──────── Input records ────────
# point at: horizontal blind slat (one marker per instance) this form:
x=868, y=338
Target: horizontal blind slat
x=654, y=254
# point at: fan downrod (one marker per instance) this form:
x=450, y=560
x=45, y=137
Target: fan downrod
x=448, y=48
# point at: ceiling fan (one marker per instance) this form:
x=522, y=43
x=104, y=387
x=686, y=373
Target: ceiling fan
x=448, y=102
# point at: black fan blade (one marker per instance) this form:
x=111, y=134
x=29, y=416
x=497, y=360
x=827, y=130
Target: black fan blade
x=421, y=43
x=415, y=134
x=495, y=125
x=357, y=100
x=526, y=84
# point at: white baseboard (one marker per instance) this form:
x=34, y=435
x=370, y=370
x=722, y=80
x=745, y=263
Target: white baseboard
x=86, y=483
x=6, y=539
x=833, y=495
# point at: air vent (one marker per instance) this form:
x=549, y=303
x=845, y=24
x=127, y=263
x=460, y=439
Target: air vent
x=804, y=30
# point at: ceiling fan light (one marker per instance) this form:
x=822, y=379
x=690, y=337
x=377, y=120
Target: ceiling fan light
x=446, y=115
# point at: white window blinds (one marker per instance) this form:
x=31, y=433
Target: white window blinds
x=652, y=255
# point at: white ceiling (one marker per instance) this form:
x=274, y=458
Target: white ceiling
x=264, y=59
────────
──────── Input records ────────
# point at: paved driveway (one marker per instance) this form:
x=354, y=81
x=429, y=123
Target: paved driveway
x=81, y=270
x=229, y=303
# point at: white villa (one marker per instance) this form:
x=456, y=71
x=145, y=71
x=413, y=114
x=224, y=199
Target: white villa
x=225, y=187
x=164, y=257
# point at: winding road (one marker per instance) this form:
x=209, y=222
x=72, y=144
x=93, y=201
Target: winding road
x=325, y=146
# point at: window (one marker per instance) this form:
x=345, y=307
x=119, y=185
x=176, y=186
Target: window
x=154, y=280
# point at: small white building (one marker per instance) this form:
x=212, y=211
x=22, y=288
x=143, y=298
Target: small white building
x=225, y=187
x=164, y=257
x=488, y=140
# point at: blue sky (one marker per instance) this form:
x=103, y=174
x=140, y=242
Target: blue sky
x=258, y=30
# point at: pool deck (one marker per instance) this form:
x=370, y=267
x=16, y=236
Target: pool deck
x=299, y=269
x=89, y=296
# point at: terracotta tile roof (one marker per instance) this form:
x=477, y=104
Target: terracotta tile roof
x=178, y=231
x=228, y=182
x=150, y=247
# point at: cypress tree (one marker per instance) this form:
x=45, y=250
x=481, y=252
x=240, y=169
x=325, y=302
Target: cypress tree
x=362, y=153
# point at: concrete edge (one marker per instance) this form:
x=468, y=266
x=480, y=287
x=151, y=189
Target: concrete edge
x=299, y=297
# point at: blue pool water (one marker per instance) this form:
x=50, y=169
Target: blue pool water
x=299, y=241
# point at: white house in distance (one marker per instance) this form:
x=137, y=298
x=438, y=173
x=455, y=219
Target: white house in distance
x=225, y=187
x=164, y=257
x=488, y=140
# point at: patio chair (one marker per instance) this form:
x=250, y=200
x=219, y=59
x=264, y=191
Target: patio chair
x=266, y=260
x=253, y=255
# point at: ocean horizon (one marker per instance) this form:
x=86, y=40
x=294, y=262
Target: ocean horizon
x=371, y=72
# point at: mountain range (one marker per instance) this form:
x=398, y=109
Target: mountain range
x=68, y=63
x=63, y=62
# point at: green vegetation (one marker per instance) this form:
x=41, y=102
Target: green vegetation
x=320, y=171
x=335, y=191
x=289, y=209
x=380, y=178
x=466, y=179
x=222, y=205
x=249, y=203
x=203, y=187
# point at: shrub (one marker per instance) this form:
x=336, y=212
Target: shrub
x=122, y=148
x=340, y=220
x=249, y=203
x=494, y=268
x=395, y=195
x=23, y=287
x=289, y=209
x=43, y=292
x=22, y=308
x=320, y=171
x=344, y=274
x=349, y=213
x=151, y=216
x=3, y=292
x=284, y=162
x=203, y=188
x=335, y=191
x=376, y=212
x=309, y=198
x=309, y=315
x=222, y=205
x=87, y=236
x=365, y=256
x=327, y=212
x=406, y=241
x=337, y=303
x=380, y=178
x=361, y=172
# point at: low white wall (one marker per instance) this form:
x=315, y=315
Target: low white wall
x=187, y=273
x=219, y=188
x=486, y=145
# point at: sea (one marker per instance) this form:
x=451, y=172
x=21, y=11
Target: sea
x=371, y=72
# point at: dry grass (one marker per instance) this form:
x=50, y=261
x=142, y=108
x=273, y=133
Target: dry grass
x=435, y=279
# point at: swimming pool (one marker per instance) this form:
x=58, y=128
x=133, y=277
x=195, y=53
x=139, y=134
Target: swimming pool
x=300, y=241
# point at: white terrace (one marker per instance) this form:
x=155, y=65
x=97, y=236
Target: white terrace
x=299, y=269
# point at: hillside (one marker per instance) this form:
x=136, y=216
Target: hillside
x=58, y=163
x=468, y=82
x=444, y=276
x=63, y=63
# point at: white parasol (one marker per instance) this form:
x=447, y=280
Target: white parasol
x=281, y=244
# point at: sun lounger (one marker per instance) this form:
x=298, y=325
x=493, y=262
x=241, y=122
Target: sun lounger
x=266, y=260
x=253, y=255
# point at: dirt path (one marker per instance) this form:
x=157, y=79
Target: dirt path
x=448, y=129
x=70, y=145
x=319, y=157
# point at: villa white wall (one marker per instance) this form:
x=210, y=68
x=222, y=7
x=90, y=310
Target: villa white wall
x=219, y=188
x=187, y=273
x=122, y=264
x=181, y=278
────────
Give the lines from the one containing "# point at: small" through the one containing "x=362, y=153", both included, as a JSON list of strings with one string per line and blank lines omitted.

Exercise result
[
  "# point at: small white building (one marker per instance) this form:",
  "x=212, y=211",
  "x=22, y=288",
  "x=143, y=298",
  "Target: small white building",
  "x=225, y=187",
  "x=164, y=257",
  "x=488, y=140",
  "# point at: blue sky (one marker per instance) this form:",
  "x=103, y=174",
  "x=140, y=242",
  "Target: blue sky",
  "x=258, y=30",
  "# point at: pool deck (one marker per instance) this form:",
  "x=370, y=267",
  "x=16, y=236",
  "Target: pool deck",
  "x=299, y=269",
  "x=89, y=296",
  "# point at: terracotta tile roof (one marker per instance) this form:",
  "x=477, y=104",
  "Target: terracotta tile roof",
  "x=178, y=231",
  "x=228, y=182",
  "x=150, y=247",
  "# point at: cypress tree (one marker per instance) this form:",
  "x=45, y=250",
  "x=481, y=252",
  "x=240, y=169",
  "x=325, y=302",
  "Target: cypress tree",
  "x=362, y=153"
]